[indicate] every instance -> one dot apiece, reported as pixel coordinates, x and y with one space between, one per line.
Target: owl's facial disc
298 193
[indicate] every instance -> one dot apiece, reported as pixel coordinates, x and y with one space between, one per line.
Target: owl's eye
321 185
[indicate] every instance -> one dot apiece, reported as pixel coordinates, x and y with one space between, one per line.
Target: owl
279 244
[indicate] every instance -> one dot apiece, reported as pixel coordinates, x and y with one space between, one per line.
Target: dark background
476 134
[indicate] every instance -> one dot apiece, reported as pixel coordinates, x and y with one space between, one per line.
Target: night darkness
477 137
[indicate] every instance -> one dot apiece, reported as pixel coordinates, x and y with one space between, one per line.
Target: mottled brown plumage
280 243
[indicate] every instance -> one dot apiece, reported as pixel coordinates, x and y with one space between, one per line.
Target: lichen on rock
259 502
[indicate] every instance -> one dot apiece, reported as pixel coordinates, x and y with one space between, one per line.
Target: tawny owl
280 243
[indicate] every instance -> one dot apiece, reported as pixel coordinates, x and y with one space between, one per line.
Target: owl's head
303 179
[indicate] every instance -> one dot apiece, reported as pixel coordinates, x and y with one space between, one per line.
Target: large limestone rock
· · · ·
__The exercise__: Emit the records above again, exactly, with no line skipped.

__Task response__:
[indicate] every instance -> one dot apiece, reported as pixel coordinates, x and y with one space between, one per line.
Target: owl's facial disc
298 193
[indicate] every instance -> one dot apiece, reported as pixel coordinates, x and y with one space between, one per line.
Target: owl's eye
321 185
[indicate] every instance -> one dot apiece, reported as pixel coordinates, x and y with one space between, one per line.
Target: owl
279 244
[indicate] every instance -> one dot apiece, reported as pixel coordinates, x and y with one space between, one per line.
Target: dark background
476 134
[indicate] every instance -> one dot apiece, reported as pixel coordinates, x and y with one space between, one per line.
Target: night darkness
477 137
[indicate] every instance -> one dot apiece, reported as pixel coordinates, x and y with one space between, one per line.
Target: mottled brown plumage
280 243
[indicate] every instance -> one dot apiece, reported as pixel coordinates, x and y with one space between, one per line.
Target: lichen on rock
259 502
[indicate] every instance -> one dot apiece, reported as pixel coordinates, x and y with one space between, one per line.
Target: tawny owl
280 243
[indicate] every instance -> one dot apiece, reported as pixel coordinates, x and y with one space between, one per line.
Target: owl's head
303 179
[indicate] every instance -> one dot apiece, reported as pixel coordinates, x and y with one space between, one per line.
Target: large limestone rock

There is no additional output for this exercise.